● 記述課題 1
金融庁長官インタビュー記事の後に並ぶ行のうち、文字列「lawn」を含む行の数を、数字だけで答えてください。大文字と小文字は区別します。

━━ 提示文 ━━

ビジネス特集

日本の金融が直面する「3つの課題」 金融庁 中島長官に聞く

人口減少、コロナ禍、そして長引く超低金利。各地の地場産業や中小企業のみならず、それを支える地域の金融機関にとっても厳しい環境が続いている。
地方銀行の再編・統合も相次ぐ中、新たに金融行政を取り仕切る事務方トップ・金融庁長官に就任したのが中島淳一新長官。日本の金融が直面する「3つの課題」にいかに取り組むのか?(経済部記者 白石明大)

課題1 コロナ対応の資金繰り支援

「緊急事態宣言の範囲が広がり、時期も延びる。金融機関と金融庁にとっても、新型コロナへの対応がやはりこの1年で一番大きな課題だ
オリンピックで日本選手のメダルラッシュが続く一方で、感染が急拡大していた8月5日。中島長官は、就任後初めての単独インタビューで、この1年で取り組むべき最大のテーマについてこう切り出した。
インタビューに応じる金融庁の中島長官(左)
中島長官は「コロナの影響が大きい企業もあるということも考えると、資金繰り支援が引き続き重要になってくる。金融庁から金融機関に対して、新規融資・条件変更について最大限柔軟な対応を行うよう要請してきているが、引き続き事業者の資金繰りに支障が生じないように万全を期して欲しい」と述べ、『新型コロナ対応での資金繰り支援』を最大の課題に挙げた。

異色の“理系”出身

中島長官は神奈川県出身の58歳。
大学では、コンピュータで図形処理を行うプログラミングの研究をしていた金融庁としては異色の“理系”長官だ。
就任前の1年間は政策や金融機関への検査機能を担う総合政策局長として、電子決済サービスを通じた預貯金の不正引き出し事件への対応や、金融機関に対する金融庁検査と日銀考査を一体的に運用するモニタリング体制の構築などに取り組んだ。金融のデジタル化が急速に進む中、こうした分野に精通する中島長官に金融行政のかじ取りが委ねられたのだ。

課題2 経営基盤強化のため「地銀再編」も

中島長官が、コロナ対策で重視しているのが“地方銀行などの地域金融機関”だ。それだけに、地銀などに対しては注文もある。
中島長官
「コロナで厳しい状況にある事業者に対しては、政府系金融機関などもあるが、地域金融機関が支援の中核を担ってほしい。ただ、そのような中核機能を担うにあたっては、当然のことながら、金融機関自身の経営基盤がしっかりしていることが重要だ」
地銀などの経営基盤の強化に向けて、金融庁が選択肢の1つとして位置づけているのが、合併・統合による「地銀再編」だ
このため、以下のような施策を取り揃えた。
● 同じ地域内にある地銀の合併・統合について、独占禁止法の適用を除外する特例法の施行

● 地域ビジネスを認める銀行の業務規制の緩和

● 日銀とも連携する形で合併・統合にかかる費用の一部を補助する「資金交付制度」など
地銀みずからが再編を決断しやすい環境を整え、いわばお膳立てをしているというわけだ。

━━━
━━ 所与の項目 ━━

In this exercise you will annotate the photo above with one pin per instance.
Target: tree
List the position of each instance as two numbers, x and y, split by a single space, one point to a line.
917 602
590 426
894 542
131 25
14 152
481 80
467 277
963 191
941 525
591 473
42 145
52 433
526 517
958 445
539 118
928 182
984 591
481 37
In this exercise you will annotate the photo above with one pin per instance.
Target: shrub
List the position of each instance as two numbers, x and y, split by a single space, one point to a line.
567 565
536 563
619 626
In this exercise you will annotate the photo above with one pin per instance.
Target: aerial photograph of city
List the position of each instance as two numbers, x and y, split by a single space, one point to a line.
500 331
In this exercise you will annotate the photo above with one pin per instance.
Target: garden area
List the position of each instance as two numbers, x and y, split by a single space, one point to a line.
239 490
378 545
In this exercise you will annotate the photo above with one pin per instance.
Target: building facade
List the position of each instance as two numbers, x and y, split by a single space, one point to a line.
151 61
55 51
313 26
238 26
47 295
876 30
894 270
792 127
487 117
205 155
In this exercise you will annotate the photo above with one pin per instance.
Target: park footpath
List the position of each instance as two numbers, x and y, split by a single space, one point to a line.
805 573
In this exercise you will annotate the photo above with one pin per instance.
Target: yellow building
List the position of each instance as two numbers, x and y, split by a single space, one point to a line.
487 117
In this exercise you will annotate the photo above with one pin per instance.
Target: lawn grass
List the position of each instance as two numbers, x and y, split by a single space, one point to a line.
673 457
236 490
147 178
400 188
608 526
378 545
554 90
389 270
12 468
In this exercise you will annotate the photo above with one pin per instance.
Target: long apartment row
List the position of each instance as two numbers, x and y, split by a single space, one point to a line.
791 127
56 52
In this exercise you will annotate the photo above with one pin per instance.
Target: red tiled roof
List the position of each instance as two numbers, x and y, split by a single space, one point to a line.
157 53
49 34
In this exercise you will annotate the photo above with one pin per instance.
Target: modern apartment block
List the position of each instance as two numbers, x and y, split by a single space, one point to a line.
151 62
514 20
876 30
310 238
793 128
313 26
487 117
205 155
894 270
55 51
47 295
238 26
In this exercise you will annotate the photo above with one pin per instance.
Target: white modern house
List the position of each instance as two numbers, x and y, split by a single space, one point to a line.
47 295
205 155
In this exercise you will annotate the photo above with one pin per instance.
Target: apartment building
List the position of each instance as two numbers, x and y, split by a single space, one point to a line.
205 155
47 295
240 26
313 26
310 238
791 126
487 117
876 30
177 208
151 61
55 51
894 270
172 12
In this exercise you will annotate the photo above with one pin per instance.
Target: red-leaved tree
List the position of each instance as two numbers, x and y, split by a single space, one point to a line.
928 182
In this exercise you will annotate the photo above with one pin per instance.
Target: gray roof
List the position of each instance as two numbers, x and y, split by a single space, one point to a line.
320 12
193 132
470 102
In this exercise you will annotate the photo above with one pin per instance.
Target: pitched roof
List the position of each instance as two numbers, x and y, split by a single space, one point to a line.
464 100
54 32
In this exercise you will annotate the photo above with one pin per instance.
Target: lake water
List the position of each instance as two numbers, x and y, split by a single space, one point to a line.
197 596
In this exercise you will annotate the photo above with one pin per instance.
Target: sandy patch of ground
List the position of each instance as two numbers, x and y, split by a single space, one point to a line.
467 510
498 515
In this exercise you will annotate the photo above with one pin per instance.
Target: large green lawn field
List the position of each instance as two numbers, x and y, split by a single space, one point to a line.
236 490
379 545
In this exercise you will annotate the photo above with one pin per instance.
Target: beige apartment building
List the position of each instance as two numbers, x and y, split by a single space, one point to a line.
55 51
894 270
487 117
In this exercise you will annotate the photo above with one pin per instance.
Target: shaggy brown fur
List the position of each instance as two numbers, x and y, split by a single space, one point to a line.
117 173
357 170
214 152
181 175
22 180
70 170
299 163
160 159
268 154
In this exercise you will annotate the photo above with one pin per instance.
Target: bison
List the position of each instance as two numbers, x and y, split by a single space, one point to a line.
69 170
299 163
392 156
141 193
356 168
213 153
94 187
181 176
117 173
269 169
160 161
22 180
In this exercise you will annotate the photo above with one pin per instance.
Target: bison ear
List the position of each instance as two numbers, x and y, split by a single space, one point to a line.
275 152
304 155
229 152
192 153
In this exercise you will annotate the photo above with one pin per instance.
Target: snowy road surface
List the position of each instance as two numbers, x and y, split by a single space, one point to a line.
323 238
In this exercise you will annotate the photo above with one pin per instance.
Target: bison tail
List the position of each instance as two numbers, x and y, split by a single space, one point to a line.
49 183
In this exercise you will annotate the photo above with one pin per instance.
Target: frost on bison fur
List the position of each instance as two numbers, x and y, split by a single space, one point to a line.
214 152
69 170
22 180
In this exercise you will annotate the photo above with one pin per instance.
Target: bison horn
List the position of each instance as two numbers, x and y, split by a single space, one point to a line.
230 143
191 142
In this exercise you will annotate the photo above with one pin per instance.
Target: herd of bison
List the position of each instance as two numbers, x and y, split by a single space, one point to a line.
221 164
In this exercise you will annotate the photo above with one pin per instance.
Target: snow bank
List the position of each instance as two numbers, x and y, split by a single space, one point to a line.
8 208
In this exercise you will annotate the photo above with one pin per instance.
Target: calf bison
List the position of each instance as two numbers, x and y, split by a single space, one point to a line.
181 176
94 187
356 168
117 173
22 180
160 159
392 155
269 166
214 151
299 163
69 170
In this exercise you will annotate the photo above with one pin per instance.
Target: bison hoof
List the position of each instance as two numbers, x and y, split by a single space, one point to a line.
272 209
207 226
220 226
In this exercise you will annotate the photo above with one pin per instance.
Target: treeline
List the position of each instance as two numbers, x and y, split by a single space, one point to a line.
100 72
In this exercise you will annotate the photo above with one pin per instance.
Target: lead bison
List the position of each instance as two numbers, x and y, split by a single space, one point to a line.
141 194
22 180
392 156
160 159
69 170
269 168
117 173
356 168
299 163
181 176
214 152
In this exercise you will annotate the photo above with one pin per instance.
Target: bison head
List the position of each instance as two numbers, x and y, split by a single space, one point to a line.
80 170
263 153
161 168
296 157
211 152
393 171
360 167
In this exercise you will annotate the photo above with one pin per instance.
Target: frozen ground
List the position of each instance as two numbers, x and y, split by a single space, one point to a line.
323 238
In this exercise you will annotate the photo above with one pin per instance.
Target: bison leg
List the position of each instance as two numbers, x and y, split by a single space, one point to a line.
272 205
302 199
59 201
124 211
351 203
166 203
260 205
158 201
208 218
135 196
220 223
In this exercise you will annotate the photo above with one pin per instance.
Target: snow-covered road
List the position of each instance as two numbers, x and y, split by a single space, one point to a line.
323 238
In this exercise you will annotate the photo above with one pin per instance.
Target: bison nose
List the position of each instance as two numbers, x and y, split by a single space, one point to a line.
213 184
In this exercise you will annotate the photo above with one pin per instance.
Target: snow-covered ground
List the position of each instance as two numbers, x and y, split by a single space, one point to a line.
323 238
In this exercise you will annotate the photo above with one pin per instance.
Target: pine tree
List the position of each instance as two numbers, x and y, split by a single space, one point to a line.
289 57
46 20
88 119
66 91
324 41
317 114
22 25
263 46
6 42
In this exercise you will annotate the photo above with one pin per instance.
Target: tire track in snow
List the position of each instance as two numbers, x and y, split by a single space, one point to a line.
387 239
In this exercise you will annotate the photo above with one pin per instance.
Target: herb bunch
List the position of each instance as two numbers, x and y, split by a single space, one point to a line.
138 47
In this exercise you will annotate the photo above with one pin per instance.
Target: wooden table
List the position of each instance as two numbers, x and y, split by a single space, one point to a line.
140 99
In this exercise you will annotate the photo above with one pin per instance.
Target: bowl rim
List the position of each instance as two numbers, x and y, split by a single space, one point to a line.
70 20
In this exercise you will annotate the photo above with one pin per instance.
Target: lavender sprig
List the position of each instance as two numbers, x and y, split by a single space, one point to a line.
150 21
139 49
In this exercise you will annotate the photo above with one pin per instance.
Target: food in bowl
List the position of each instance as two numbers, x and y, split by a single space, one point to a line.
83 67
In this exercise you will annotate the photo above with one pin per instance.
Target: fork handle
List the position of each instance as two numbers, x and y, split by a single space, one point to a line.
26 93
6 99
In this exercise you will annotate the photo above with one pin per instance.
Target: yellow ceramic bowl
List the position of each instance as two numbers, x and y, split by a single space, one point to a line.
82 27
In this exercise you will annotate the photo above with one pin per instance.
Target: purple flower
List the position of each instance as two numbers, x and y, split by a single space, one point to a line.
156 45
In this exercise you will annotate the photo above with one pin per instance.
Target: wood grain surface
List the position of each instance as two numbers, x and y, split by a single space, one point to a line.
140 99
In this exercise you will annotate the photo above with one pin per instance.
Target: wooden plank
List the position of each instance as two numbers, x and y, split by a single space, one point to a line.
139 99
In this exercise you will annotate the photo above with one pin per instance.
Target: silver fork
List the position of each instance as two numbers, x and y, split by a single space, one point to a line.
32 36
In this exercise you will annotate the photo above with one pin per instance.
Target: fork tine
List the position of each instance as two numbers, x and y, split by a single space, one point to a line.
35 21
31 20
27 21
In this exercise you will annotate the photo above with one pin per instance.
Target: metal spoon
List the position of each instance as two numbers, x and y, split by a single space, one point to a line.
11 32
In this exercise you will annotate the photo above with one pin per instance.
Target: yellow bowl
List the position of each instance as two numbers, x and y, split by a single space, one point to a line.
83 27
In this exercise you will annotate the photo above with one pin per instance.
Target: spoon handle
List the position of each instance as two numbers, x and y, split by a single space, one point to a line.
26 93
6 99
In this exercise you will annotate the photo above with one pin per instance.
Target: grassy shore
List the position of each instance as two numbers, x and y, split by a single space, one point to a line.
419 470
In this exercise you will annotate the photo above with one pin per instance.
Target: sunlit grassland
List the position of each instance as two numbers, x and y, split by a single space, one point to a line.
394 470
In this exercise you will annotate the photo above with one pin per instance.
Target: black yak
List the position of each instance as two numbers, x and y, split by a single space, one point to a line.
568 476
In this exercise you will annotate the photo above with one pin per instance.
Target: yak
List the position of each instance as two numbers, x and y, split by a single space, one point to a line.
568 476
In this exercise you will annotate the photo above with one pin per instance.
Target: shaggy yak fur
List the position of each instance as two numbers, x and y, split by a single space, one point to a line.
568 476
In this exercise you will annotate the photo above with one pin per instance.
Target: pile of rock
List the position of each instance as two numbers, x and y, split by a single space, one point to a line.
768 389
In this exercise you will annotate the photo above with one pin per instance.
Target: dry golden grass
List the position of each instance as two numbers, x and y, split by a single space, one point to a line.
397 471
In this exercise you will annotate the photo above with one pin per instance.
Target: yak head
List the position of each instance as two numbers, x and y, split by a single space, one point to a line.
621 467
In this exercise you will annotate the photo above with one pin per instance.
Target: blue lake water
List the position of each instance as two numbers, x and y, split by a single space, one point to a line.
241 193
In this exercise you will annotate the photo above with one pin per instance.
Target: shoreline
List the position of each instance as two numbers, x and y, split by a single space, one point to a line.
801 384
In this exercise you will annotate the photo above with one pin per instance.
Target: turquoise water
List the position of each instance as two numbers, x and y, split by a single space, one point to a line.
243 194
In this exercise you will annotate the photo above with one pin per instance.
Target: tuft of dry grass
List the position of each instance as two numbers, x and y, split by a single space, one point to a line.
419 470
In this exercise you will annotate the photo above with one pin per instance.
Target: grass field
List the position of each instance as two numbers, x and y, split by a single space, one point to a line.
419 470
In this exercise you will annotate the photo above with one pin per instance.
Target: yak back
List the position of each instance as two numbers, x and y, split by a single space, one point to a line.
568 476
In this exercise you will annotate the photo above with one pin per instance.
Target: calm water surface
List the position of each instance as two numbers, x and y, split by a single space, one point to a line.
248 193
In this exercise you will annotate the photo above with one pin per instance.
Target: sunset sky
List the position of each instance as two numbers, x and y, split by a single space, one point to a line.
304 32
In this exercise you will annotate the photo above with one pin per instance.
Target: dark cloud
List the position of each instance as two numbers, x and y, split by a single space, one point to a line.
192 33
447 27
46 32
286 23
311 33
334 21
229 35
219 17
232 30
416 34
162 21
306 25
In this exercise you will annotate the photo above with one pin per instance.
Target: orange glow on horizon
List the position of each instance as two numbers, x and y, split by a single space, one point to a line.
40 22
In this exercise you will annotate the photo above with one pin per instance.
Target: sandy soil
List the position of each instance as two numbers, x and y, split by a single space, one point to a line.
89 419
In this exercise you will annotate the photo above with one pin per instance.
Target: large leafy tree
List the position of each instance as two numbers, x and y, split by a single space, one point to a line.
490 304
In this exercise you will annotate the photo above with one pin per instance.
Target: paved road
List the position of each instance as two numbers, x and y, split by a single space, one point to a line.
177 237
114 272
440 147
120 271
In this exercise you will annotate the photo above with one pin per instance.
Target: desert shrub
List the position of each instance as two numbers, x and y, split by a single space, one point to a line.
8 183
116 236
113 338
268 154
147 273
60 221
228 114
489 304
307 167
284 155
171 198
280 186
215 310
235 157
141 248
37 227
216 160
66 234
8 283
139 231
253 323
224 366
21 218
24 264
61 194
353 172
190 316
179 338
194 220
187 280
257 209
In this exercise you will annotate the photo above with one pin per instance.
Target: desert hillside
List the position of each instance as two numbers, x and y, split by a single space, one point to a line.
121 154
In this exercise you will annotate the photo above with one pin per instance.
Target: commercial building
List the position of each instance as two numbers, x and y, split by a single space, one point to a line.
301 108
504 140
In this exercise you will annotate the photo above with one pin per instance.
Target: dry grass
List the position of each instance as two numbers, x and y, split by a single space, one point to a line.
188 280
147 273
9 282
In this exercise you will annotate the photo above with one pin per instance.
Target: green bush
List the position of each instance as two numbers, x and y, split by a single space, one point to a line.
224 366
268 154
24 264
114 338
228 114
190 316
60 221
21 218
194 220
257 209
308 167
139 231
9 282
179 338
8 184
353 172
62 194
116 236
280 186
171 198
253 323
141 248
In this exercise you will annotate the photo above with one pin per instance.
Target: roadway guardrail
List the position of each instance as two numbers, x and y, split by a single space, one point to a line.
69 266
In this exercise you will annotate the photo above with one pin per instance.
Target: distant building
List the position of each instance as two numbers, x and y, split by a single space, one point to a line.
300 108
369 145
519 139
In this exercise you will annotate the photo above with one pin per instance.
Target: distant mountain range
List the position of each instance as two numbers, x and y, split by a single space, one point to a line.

━━━

● 記述課題 2
上の金融庁長官インタビュー記事を、最後の文の次から書き継いでください。

● 課題の結果 1
2

● 課題の結果 2
実際、ことし5月には「青森銀行」と「みちのく銀行」という同じ青森県内の地銀どうしが経営統合で基本合意したほか、7月にも東北地方で「フィデアホールディングス」(傘下に山形・荘内銀行と秋田・北都銀行)と「東北銀行」(岩手)が県域をまたいだ経営統合を進めることで基本合意した。
中島長官
「コロナへの対応がしっかりできる経営基盤があるのか。それぞれの金融機関が、こうした施策を活用しながら、時間軸をもって必要な取り組みを着実に進めて欲しい。ただ、経営基盤強化の道筋をそれぞれの地銀が描けているかというと、そこは完全に描き切れているというつもりもないので、金融庁としても各金融機関と丁寧に対話を続けていきたい

将来を見据えた“勝負どころ”

金融庁が地銀などの再編を含めた経営基盤強化に重点を置くのは、バブル崩壊後に膨らんだ銀行の不良債権処理が遅れて、地域金融機関の破綻が相次いだという過去の苦い経験があるからだ。地銀の財務健全性について、中島長官は現時点では総じて不良債権比率は低い水準で推移し問題はないとしている。
その一方で、菅総理大臣が去年9月に「将来的には地銀の数が多すぎる」と発言し、話題になった。全国に100の地銀があり、業界関係者の間では「次の再編はどこか。どれだけの数の再編が進むのか」と関心も高まっている。
これについて、中島長官は「数は全然イメージはない。個々の金融機関の経営判断が大事だ」と強調した。しかし、“人口減少”や“超低金利”といった環境に加え、いわゆる「ポストコロナ」、感染拡大収束後の経済活性化や、その先の将来を見据えれば、いまがまさに“勝負どころ”と捉えているのは間違いないだろう。

課題3 みずほ 大規模システム障害への対応

このインタビューの2週間後、みずほ銀行でことし5回目となるシステム障害が発生したが、これも金融庁が取り組むべき課題だ。

みずほ銀行では、ことし2月から3月にかけての2週間足らずの間に4回のシステム障害が起き、金融庁は原因究明や再発防止に向けて検査に入った。それから半年近くになるが、いまも検査が続き異例の長さとなっている。5回目のトラブルに先立つ8月5日の時点で、中島長官は次のように述べていた。
中島長官
「原因をしっかりと究明して、その結果に基づいて金融機関に対して業務改善を促していく。万一、トラブルがあったとしても顧客・利用者の影響を最小限にするにはどうしたらいいのか、あるいは復旧を速やかにするにはどうしたらいいのか、といったことも含めてリスク管理態勢のあり方をきちんと経営問題として取り組んでいってもらいたい」
みずほは、グループ発足後、2002年と2011年にも大規模なシステム障害が起き、その際にも金融庁は行政処分を出している。
大規模なトラブルがたび重なる事態に、金融庁の幹部からは「真の原因を見極けなければ同じ事の繰り返しになる」と指摘する声も出ていたが、ことし5回目のシステム障害はその危惧がまさに現実になった形だ。
「みずほ」首脳による謝罪会見(8月20日)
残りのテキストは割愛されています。